** Opening Raw data block **

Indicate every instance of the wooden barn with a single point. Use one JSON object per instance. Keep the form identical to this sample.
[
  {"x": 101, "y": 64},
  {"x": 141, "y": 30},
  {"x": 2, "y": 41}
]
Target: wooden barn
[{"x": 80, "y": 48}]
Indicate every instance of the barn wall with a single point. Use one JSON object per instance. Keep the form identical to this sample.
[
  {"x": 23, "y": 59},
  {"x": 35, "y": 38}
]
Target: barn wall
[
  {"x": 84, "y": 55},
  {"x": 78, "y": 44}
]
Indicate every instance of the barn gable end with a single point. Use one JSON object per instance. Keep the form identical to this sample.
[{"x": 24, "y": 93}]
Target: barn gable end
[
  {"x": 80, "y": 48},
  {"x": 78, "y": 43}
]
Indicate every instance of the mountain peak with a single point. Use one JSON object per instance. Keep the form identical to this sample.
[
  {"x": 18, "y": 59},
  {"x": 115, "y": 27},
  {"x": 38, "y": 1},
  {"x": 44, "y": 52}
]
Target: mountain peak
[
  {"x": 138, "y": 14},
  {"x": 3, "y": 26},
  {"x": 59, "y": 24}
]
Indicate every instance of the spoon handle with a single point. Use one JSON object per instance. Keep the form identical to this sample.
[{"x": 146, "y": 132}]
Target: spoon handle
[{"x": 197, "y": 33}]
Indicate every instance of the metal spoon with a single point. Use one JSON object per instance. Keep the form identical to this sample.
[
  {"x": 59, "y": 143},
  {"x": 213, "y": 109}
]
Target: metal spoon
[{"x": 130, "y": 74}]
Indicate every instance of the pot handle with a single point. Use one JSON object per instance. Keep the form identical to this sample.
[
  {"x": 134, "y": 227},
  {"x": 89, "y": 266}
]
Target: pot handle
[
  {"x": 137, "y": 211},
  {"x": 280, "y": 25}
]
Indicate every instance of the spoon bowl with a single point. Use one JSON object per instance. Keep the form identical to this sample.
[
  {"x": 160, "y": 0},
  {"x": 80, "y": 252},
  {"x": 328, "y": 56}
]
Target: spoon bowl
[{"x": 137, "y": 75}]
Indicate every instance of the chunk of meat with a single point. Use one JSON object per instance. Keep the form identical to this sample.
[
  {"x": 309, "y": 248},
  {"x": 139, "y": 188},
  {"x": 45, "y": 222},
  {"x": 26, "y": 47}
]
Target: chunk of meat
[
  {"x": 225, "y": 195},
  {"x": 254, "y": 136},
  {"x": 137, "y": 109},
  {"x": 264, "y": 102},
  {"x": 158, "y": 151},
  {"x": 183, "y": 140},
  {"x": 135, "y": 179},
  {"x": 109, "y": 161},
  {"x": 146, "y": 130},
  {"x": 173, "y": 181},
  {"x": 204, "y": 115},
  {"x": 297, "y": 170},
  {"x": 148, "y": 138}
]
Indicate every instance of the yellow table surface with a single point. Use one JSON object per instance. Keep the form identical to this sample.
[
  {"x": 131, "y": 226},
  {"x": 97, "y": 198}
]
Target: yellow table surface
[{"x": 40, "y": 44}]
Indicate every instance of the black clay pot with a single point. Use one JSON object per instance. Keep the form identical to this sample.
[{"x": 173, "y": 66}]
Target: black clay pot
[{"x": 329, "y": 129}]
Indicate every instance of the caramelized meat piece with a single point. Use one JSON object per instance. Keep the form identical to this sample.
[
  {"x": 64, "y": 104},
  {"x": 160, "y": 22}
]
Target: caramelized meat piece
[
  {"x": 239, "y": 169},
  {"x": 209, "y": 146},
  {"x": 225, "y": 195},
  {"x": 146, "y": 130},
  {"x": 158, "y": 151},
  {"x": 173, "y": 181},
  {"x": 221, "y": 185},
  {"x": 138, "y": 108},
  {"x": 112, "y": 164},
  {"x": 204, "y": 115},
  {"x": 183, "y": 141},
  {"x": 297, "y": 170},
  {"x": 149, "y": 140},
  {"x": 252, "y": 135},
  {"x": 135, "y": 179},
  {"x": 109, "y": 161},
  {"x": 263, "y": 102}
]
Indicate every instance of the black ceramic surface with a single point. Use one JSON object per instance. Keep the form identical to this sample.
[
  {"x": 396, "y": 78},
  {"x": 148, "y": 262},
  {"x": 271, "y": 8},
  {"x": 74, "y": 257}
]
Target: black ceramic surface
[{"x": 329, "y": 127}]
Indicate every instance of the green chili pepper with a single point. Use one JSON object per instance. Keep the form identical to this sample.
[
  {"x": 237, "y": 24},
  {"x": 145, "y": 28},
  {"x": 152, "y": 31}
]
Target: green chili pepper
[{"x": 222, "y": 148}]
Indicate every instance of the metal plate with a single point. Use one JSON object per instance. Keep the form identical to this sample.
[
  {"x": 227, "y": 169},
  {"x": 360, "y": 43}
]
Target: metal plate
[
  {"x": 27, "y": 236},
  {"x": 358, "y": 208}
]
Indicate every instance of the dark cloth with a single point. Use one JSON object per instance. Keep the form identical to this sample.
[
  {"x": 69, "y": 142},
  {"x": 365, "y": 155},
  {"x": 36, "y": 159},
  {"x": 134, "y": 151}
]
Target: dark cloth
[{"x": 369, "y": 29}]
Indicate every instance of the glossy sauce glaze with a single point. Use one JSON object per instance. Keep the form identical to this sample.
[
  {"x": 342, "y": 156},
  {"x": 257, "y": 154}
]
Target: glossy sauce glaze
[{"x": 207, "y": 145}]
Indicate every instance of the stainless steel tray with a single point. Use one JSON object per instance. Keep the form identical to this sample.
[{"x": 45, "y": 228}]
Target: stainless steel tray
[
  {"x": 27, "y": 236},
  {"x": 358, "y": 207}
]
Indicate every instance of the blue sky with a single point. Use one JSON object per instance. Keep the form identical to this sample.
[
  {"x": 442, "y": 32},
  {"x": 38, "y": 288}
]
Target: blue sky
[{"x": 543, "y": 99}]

** Closing Raw data block **

◆ **Exercise**
Output all of the records above unchanged.

◆ **Answer to this task**
Indicate every instance of the wooden barn with a single point. Use one JSON object per instance. Keep the form identical to this sample.
[
  {"x": 101, "y": 64},
  {"x": 141, "y": 30},
  {"x": 2, "y": 41}
]
Target: wooden barn
[{"x": 80, "y": 48}]
Indicate every instance of the barn wall with a single point. Use one JSON object per instance. Keep the form identical to this sample.
[
  {"x": 23, "y": 59},
  {"x": 35, "y": 38}
]
Target: barn wall
[
  {"x": 84, "y": 55},
  {"x": 78, "y": 44}
]
Indicate every instance of the barn gable end with a single point. Use one JSON object per instance. Keep the form identical to this sample.
[{"x": 24, "y": 93}]
Target: barn gable end
[
  {"x": 80, "y": 48},
  {"x": 78, "y": 43}
]
Indicate every instance of the mountain peak with a single point. Use one JSON object per instance. Keep the form identical to this sample.
[
  {"x": 18, "y": 59},
  {"x": 115, "y": 27},
  {"x": 38, "y": 1},
  {"x": 44, "y": 52}
]
Target: mountain peak
[
  {"x": 138, "y": 14},
  {"x": 3, "y": 26},
  {"x": 59, "y": 24}
]
Indicate every instance of the spoon handle with a single point. Use one JSON object per instance. Keep the form identical to this sample.
[{"x": 146, "y": 132}]
Target: spoon handle
[{"x": 197, "y": 33}]
Indicate every instance of the metal spoon with a single point. Use one JSON object per instance. Keep the form identical to this sample.
[
  {"x": 59, "y": 143},
  {"x": 213, "y": 109}
]
Target: metal spoon
[{"x": 130, "y": 74}]
Indicate every instance of the pot handle with a single point. Use one JSON object per instance. Keep the form identical to this sample.
[
  {"x": 134, "y": 227},
  {"x": 89, "y": 266}
]
Target: pot handle
[
  {"x": 137, "y": 211},
  {"x": 280, "y": 25}
]
Indicate every instance of the spoon bowl with a single point. Use one JSON object per instance. Keep the form identical to this sample.
[
  {"x": 160, "y": 0},
  {"x": 80, "y": 252},
  {"x": 328, "y": 56}
]
Target: spoon bowl
[{"x": 137, "y": 75}]
Indicate every instance of the chunk of meat with a single point. Use one JSON object per instance. Keep the form identical to this sample.
[
  {"x": 309, "y": 248},
  {"x": 139, "y": 188},
  {"x": 45, "y": 222},
  {"x": 26, "y": 47}
]
Target: chunk of meat
[
  {"x": 225, "y": 195},
  {"x": 254, "y": 136},
  {"x": 137, "y": 109},
  {"x": 264, "y": 102},
  {"x": 158, "y": 151},
  {"x": 183, "y": 140},
  {"x": 135, "y": 179},
  {"x": 109, "y": 161},
  {"x": 146, "y": 130},
  {"x": 173, "y": 181},
  {"x": 204, "y": 115},
  {"x": 297, "y": 170},
  {"x": 148, "y": 138}
]
Indicate every instance of the yellow table surface with a single point. Use one JSON object per instance. Keep the form identical to this sample.
[
  {"x": 131, "y": 226},
  {"x": 97, "y": 198}
]
Target: yellow table surface
[{"x": 40, "y": 44}]
Indicate every instance of the black clay pot with a single point. Use one JSON object per instance. Keep the form identical to this sample.
[{"x": 173, "y": 66}]
Target: black clay pot
[{"x": 329, "y": 129}]
Indicate every instance of the caramelized meat piece with a single point. Use one JSON object per instance. Keep the form identical to this sample.
[
  {"x": 64, "y": 104},
  {"x": 160, "y": 22}
]
Target: caramelized meat piece
[
  {"x": 239, "y": 169},
  {"x": 209, "y": 146},
  {"x": 225, "y": 195},
  {"x": 146, "y": 130},
  {"x": 158, "y": 151},
  {"x": 173, "y": 181},
  {"x": 221, "y": 185},
  {"x": 138, "y": 108},
  {"x": 112, "y": 164},
  {"x": 204, "y": 115},
  {"x": 183, "y": 141},
  {"x": 297, "y": 170},
  {"x": 149, "y": 140},
  {"x": 252, "y": 135},
  {"x": 135, "y": 179},
  {"x": 109, "y": 161},
  {"x": 263, "y": 102}
]
Indicate every instance of the black ceramic surface with a single point. Use one JSON object per instance. Keep the form identical to this sample.
[
  {"x": 396, "y": 78},
  {"x": 148, "y": 262},
  {"x": 271, "y": 8},
  {"x": 74, "y": 257}
]
Target: black ceramic surface
[{"x": 329, "y": 127}]
Indicate every instance of the green chili pepper with a single point. Use one JSON object per instance. Keep the form identical to this sample.
[
  {"x": 237, "y": 24},
  {"x": 145, "y": 28},
  {"x": 152, "y": 31}
]
Target: green chili pepper
[{"x": 222, "y": 148}]
Indicate every instance of the metal plate with a single point. Use one JSON object per instance. Keep the form identical to this sample.
[
  {"x": 227, "y": 169},
  {"x": 360, "y": 43}
]
Target: metal plate
[
  {"x": 27, "y": 236},
  {"x": 358, "y": 208}
]
Indicate every instance of the dark cloth with a single point. Use one JSON object per instance. Keep the form identical to this sample.
[
  {"x": 69, "y": 142},
  {"x": 365, "y": 155},
  {"x": 36, "y": 159},
  {"x": 134, "y": 151}
]
Target: dark cloth
[{"x": 369, "y": 29}]
Indicate every instance of the glossy sauce glaze with a single point. Use one JSON object per instance. Keep the form identical to this sample.
[
  {"x": 342, "y": 156},
  {"x": 257, "y": 154}
]
Target: glossy sauce glaze
[{"x": 207, "y": 145}]
Indicate every instance of the stainless steel tray with a single point. Use one JSON object per instance. Keep the form identical to this sample.
[{"x": 45, "y": 228}]
Target: stainless steel tray
[
  {"x": 27, "y": 236},
  {"x": 358, "y": 207}
]
Indicate every instance of the blue sky with a single point. Use one JSON object per instance. Keep the form identical to this sample.
[
  {"x": 442, "y": 32},
  {"x": 38, "y": 288}
]
Target: blue sky
[{"x": 543, "y": 99}]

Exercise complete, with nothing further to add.